Start of Records shown

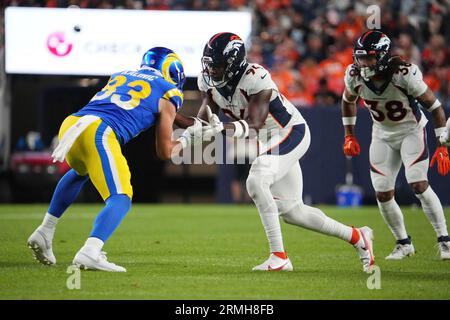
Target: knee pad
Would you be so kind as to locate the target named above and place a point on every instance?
(286, 206)
(257, 184)
(119, 201)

End of Records shown

An exact copy of the data is required, with the pictures excluded.

Target: knee pad
Would you be so kind as to locate the target named above and place a point on every instance?
(286, 206)
(257, 184)
(119, 201)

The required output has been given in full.